→ Exercise text
But then things changed…abruptly. At 46, as I am contemplating the prospect of losing my job (again), my wife leaving me and taking the kids with her because I am addicted to crack, the guy in my brain has an epiphany. The guy in my head, the version of me that has been working so diligently over three decades to create this system realizes in abject HORROR that the system he (I) created is literally killing him (me).
He now stands at the base of what has become an unwieldly birds nest of wires, like an open-face fishing reel that has just spun its line into a mass of knots that cannot be undone. The whole job is wrong, suddenly none of the work that has been done makes a lick of sense!
It’s an “EPIC FAIL”…akin to the inevitable “furniture-from-a-box-fatal-error” where ¾ of the way through completing the construction, I come to the realization that for my new IKEA Dresser, I made the one and only mistake that wasn’t big enough to notice in the moment, but will now force me to take everything apart and start the process all over again.
My guy’s realization of his insane construction of this massive birds-nest of wiring is met with the shocking clarity that every wire placed was done so in error!

→ Task A
In the essay, how old is the narrator when the epiphany comes?
→ Task B
Replace "fishing reel" with "casting reel" in the essay, restating the section starting at "He now stands" and ending at "lick of sense!".
→ Task C
Continue the essay about the tangled wiring in the narrator's head, starting after its last sentence.
The material that comes after the essay plays no part here.

→ Provided data
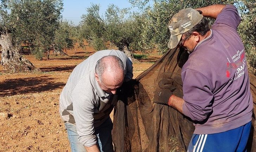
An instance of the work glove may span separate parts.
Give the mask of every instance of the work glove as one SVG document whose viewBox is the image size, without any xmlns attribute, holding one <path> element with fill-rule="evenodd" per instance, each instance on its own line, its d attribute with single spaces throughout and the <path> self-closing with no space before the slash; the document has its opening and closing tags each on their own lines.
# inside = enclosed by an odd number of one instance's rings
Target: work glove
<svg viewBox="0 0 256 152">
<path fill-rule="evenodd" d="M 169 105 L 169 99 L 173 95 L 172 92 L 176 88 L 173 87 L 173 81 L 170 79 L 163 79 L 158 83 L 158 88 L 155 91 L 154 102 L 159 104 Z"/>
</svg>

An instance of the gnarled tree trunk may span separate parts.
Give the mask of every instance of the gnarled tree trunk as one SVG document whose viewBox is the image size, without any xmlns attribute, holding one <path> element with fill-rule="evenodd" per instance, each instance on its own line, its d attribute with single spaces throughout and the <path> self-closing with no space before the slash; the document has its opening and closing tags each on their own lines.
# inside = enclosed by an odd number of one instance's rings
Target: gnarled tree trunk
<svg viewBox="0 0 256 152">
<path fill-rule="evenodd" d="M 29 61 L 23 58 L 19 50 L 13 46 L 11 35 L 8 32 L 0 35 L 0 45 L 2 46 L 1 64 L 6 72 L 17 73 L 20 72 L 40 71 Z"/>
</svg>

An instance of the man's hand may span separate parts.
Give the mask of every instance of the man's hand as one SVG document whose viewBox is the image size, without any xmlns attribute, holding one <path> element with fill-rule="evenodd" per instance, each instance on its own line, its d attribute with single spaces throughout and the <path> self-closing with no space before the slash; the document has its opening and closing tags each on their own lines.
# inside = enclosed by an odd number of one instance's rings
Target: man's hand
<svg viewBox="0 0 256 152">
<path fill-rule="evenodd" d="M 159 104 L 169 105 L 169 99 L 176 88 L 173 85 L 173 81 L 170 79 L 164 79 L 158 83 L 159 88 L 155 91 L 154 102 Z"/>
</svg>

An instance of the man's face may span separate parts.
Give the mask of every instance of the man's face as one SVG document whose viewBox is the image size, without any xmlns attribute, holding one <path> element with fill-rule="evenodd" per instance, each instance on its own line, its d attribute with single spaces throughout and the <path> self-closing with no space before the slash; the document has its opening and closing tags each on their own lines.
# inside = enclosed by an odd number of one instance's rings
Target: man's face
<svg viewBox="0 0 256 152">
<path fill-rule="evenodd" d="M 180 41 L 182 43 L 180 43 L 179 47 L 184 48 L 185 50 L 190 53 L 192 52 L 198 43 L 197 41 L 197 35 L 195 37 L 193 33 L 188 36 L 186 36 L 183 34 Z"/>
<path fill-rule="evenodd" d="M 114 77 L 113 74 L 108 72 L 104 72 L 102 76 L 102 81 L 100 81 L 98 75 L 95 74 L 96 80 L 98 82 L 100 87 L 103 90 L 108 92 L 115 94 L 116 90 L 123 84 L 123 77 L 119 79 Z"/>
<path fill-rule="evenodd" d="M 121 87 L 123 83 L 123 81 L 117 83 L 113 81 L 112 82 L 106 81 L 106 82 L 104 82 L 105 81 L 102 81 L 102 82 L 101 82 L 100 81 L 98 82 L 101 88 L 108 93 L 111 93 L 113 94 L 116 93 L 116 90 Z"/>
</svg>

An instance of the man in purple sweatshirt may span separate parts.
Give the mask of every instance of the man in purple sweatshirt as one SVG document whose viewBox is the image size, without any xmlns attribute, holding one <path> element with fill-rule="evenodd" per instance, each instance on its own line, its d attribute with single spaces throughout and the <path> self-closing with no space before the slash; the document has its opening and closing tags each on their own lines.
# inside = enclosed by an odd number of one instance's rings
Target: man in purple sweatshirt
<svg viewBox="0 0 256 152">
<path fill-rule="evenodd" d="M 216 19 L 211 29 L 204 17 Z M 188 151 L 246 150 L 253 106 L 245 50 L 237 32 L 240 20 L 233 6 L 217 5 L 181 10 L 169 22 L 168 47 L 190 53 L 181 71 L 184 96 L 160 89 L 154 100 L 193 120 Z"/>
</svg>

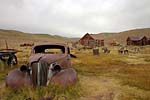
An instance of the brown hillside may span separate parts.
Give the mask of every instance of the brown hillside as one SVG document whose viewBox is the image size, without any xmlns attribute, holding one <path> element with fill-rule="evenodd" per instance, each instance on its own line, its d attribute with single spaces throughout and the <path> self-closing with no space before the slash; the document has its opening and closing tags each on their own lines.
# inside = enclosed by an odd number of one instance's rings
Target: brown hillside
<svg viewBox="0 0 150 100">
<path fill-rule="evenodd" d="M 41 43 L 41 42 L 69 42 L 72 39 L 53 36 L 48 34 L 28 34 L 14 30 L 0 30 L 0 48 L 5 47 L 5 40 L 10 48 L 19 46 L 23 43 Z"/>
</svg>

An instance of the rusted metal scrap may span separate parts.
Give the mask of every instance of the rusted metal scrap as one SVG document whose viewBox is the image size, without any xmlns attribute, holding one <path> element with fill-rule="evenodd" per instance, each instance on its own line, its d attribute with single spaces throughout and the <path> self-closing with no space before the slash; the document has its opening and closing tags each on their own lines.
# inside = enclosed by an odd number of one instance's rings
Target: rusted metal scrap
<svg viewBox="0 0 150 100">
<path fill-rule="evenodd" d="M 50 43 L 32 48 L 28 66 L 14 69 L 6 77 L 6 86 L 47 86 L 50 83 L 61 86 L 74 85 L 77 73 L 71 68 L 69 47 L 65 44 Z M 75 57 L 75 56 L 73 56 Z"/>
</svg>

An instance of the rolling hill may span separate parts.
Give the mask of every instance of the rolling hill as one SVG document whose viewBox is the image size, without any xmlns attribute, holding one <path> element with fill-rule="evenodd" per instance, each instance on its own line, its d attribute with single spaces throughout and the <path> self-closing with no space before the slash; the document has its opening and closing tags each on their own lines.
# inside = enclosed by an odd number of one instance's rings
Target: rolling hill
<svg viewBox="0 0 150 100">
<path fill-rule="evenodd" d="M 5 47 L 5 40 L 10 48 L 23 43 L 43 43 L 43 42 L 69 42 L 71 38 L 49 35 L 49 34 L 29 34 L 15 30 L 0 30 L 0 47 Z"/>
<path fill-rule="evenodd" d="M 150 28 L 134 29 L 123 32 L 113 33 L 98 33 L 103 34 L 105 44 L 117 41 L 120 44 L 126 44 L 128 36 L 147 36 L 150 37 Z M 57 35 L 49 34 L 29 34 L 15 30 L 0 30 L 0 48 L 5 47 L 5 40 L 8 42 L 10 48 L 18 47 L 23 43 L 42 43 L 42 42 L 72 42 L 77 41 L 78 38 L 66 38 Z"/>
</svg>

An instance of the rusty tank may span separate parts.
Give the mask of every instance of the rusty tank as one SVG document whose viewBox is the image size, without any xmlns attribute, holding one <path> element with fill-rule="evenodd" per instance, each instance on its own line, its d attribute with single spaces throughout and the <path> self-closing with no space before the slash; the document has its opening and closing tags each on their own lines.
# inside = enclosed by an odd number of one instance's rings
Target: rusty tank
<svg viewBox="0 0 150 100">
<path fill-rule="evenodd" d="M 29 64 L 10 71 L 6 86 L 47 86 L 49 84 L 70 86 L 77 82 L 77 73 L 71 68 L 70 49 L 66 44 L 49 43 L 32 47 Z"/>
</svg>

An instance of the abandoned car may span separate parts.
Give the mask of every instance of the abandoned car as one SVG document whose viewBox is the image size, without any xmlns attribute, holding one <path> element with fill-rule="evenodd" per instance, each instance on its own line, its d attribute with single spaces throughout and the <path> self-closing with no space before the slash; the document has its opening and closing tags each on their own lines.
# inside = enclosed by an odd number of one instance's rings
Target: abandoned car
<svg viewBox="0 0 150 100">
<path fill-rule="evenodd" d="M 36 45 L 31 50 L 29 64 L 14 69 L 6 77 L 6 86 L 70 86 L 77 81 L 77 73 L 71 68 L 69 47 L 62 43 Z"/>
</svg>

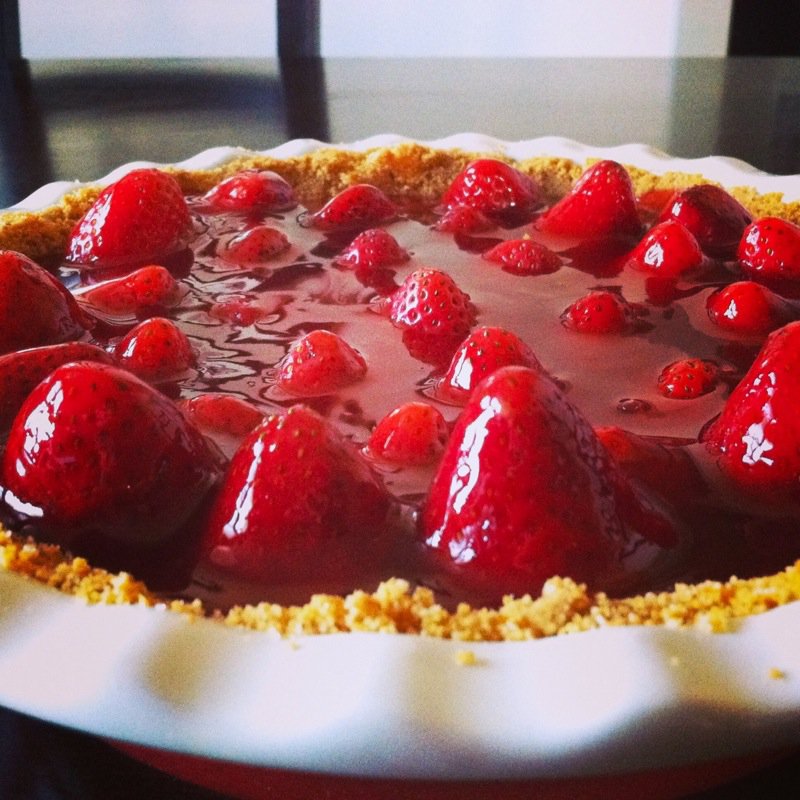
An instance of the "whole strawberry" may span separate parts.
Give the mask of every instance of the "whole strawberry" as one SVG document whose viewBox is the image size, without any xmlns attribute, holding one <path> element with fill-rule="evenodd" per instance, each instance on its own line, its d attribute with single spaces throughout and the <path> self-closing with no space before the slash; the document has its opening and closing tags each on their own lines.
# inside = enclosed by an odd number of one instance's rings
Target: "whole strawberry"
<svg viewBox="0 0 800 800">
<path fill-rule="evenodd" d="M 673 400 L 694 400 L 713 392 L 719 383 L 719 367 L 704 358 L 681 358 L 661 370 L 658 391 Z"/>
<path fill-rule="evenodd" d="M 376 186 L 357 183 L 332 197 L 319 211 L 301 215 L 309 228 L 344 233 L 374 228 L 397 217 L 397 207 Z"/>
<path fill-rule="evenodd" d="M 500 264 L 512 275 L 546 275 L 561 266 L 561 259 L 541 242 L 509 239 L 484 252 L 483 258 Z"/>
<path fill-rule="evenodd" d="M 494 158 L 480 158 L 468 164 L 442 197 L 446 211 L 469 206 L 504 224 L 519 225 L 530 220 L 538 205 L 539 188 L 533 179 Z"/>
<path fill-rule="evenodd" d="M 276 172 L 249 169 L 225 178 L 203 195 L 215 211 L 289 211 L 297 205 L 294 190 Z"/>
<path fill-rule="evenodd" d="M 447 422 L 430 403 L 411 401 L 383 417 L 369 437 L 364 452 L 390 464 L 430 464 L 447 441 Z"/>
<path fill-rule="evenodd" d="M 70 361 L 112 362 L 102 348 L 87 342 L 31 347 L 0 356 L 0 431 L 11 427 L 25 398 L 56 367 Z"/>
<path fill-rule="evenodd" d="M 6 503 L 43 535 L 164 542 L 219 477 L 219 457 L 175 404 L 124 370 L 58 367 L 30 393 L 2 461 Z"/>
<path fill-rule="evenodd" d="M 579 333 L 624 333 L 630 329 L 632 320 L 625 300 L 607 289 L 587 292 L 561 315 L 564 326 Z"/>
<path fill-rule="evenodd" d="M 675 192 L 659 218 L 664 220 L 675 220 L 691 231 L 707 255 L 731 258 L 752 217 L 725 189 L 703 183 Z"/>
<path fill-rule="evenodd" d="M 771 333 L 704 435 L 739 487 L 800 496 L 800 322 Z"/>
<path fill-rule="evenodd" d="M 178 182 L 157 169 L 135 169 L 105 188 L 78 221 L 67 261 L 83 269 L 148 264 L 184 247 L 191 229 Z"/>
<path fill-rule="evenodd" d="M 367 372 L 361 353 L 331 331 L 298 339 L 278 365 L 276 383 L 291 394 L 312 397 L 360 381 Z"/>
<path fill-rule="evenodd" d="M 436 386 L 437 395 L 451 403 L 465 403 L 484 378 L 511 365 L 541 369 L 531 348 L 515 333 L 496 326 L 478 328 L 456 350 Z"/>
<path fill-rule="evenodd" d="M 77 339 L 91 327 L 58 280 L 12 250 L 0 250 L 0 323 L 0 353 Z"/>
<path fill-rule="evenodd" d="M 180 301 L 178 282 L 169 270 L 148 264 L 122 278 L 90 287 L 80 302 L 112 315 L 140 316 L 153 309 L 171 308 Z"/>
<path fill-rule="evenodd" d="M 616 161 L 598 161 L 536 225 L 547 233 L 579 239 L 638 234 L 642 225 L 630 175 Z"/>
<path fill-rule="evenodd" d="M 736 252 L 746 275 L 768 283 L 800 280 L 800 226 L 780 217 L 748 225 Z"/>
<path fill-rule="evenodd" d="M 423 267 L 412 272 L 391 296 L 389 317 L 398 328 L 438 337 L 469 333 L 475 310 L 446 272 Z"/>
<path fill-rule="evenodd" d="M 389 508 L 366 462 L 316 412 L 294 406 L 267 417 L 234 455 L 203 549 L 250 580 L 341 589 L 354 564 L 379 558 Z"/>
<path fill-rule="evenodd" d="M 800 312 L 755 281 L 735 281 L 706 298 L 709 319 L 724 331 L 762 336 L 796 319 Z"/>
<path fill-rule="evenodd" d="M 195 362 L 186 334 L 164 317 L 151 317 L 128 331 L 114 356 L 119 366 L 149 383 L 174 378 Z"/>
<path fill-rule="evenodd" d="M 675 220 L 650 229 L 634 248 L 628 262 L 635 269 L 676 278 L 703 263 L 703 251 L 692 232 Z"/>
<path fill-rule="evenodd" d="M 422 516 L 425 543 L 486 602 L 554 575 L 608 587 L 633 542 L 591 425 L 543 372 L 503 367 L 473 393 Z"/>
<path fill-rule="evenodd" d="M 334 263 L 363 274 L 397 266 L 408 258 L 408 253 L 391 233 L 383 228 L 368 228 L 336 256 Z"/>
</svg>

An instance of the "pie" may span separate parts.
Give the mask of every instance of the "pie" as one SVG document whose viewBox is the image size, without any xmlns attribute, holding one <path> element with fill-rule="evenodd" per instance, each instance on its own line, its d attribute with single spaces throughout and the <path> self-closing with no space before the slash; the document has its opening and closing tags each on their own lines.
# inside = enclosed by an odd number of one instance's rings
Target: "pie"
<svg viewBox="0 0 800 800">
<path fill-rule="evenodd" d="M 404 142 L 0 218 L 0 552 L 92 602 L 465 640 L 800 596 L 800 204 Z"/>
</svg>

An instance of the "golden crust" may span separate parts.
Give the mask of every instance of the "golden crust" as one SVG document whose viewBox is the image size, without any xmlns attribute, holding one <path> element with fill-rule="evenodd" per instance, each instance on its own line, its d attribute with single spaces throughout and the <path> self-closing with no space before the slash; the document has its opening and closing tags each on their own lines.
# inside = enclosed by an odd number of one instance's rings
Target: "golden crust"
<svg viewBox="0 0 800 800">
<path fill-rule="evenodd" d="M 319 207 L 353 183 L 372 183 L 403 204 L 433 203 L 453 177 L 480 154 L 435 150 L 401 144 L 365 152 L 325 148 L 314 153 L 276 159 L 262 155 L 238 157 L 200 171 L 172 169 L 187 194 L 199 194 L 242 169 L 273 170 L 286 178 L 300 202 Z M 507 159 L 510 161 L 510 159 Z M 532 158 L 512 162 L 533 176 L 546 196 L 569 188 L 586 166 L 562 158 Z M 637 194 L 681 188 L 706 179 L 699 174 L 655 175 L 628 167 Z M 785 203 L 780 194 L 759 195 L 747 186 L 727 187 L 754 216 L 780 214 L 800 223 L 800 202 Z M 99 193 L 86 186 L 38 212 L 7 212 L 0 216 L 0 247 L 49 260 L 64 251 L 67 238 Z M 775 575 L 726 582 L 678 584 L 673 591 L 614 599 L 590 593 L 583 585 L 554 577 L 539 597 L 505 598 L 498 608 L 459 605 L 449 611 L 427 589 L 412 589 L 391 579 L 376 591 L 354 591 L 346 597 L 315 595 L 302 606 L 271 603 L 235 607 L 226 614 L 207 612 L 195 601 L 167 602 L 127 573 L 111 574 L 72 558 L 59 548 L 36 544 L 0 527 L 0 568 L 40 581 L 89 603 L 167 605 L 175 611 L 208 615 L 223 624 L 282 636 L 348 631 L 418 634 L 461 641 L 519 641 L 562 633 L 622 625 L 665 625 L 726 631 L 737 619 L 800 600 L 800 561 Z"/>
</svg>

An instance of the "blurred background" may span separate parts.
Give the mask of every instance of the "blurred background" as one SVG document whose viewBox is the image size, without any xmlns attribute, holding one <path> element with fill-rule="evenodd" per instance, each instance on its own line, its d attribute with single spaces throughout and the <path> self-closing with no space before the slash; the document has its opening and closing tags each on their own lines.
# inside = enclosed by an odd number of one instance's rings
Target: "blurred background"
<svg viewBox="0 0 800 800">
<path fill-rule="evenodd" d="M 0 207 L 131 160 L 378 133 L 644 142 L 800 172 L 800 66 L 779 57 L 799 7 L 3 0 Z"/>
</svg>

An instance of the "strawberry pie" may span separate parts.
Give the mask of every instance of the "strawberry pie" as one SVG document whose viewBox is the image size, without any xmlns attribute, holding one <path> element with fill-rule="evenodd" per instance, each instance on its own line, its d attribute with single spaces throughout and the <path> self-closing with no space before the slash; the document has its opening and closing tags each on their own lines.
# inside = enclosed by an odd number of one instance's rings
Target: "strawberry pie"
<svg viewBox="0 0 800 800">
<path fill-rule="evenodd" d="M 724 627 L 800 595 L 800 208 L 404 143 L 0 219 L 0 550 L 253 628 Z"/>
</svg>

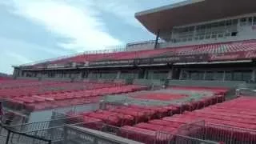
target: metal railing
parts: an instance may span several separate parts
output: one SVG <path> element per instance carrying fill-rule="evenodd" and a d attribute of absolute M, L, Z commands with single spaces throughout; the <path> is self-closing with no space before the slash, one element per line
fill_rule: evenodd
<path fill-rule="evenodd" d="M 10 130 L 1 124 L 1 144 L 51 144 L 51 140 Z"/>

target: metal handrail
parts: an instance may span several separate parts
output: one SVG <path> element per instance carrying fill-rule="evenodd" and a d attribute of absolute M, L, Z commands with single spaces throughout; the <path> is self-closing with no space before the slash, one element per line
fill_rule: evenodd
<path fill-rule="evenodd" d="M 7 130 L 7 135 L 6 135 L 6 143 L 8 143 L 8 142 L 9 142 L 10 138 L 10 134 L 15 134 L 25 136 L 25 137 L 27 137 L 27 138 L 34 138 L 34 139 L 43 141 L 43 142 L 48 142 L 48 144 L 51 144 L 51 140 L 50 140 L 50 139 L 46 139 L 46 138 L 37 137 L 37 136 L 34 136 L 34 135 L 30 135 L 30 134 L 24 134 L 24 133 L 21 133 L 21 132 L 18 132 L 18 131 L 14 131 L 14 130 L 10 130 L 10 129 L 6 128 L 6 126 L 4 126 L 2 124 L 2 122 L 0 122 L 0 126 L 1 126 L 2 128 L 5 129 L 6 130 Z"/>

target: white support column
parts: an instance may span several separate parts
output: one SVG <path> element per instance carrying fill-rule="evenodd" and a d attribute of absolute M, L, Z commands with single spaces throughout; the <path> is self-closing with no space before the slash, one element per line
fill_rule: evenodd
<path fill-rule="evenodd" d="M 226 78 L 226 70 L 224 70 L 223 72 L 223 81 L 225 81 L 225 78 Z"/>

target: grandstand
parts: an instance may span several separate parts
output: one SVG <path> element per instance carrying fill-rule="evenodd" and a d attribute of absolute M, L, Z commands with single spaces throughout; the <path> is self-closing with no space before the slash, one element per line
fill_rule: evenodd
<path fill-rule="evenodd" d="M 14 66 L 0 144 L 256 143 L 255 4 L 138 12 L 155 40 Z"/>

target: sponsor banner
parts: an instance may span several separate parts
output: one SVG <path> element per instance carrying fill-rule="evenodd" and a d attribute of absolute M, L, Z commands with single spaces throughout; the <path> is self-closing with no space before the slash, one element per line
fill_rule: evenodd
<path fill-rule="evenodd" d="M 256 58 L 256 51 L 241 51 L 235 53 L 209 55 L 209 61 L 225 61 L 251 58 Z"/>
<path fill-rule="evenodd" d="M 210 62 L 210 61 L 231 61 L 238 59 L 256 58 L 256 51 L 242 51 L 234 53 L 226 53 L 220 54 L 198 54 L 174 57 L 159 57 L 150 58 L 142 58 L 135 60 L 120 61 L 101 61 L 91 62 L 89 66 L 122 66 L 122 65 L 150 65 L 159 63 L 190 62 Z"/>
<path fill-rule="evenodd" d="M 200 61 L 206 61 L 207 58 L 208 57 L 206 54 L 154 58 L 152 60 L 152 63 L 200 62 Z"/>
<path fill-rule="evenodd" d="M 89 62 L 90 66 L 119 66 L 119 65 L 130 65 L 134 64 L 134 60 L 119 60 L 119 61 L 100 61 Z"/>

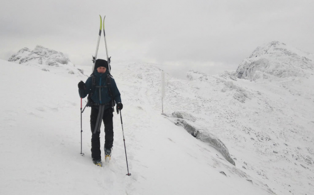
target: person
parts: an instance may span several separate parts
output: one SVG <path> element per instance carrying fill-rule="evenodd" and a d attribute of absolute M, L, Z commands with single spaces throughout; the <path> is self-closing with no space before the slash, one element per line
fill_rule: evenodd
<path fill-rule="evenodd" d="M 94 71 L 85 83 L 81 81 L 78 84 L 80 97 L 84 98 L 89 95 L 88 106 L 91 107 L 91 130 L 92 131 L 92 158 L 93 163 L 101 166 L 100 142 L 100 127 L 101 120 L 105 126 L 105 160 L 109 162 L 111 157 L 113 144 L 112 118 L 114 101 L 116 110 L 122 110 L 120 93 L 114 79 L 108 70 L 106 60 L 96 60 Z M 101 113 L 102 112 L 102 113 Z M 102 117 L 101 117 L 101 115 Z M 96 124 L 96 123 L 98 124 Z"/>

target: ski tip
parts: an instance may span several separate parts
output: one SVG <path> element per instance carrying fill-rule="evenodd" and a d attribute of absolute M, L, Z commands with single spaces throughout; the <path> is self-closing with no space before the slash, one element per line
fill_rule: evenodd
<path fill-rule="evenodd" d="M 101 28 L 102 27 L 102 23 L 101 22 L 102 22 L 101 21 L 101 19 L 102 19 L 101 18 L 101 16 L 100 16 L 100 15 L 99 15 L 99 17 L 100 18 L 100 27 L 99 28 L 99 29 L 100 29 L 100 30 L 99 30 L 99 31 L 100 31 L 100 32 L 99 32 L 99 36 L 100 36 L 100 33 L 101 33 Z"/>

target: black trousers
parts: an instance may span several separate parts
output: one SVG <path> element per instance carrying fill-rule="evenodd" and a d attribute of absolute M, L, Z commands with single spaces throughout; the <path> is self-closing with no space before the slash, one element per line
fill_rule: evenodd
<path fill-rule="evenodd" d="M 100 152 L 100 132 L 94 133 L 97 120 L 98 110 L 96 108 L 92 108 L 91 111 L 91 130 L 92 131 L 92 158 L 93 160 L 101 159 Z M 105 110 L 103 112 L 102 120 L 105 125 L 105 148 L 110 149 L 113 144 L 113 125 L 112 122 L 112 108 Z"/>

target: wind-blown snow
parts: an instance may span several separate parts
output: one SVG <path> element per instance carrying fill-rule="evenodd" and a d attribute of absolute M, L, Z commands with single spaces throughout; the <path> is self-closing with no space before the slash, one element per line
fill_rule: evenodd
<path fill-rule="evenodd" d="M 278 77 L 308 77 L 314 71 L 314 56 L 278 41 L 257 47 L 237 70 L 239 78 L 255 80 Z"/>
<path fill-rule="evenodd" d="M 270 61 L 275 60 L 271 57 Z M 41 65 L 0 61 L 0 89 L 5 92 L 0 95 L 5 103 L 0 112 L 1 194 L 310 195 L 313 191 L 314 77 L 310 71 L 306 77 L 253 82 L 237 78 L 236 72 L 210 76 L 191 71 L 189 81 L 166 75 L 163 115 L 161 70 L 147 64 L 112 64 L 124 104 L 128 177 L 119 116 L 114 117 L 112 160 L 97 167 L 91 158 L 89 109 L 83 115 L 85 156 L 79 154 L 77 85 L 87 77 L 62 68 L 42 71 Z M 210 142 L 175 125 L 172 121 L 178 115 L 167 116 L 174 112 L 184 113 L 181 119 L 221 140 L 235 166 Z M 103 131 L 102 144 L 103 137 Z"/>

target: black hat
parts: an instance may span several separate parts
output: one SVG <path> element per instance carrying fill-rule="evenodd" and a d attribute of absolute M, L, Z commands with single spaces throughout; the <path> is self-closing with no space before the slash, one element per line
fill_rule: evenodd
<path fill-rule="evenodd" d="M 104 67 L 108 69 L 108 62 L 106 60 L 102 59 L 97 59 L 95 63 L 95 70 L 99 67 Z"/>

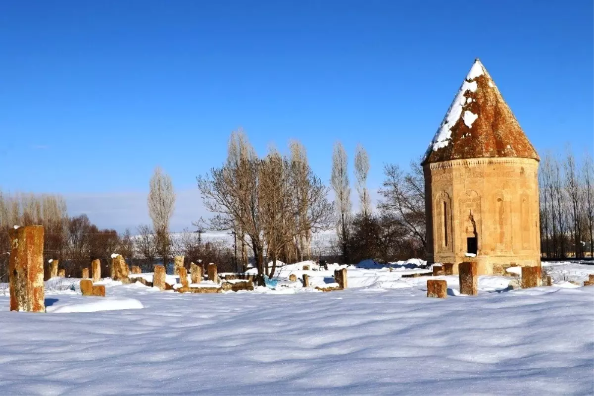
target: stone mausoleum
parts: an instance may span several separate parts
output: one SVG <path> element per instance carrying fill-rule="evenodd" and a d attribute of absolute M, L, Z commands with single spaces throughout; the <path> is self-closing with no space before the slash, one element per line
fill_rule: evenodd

→ Task answer A
46

→ Task answer B
He now stands at the base of what has become an unwieldly birds nest of wires, like an open-face casting reel that has just spun its line into a mass of knots that cannot be undone. The whole job is wrong, suddenly none of the work that has been done makes a lick of sense!

→ Task answer C
What the fuck do I do now????
I do the only thing I could do. I had to get to work. It’s as simple as that. I didn’t know what the work was going to be, I just knew I had to do something.
What does that mean though? Get to work? Those wires and connections I had made took a long time to create. I didn’t know how I was going to do it, but I started the process of rewiring all the bad connections I had been making since I was 14. And this is why the metaphor makes sense to me. It’s what helps to me to realize that process is going to take a while, and that is ok.
For 32 years I made these poor connections. Now I feel like, every day I am sober, I get to unplug a wire and put it where it belongs…I started to make new connections.
“Life’s Hard: Pray.”
Hey, that worked. Make the connection that praying can help you get through a tough time.
“Work’s tough: Talk to a group of people about it. “
Whoa….wait a minute! Did I just make a connection that says if I talk about stuff it gets better?? Plug that wire in.
“Family Life is ROUGH: Meditate or call a friend you trust and work out a plan. “
ARE YOU KIDDING ME!?! This is WORKING MAN! MAKE THAT CONNECTION!!!
Slowly but surely I started the business of rewiring myself. It’s tedious, it takes time but it’s working. Working in ways I would have never imagined. I gotta admit, It’s not easy! I get frustrated some days. Some days I look at the bird’s nest of bad connections that remain and I want to walk away.
It’s in those moments that I ask God for help.
Usually that help comes in the form of the realization that I took a very long time to make the mess that is my brain and the poor connections that led to my addiction. Which means it’s going to take a while to undo the mess and become the man I was supposed to.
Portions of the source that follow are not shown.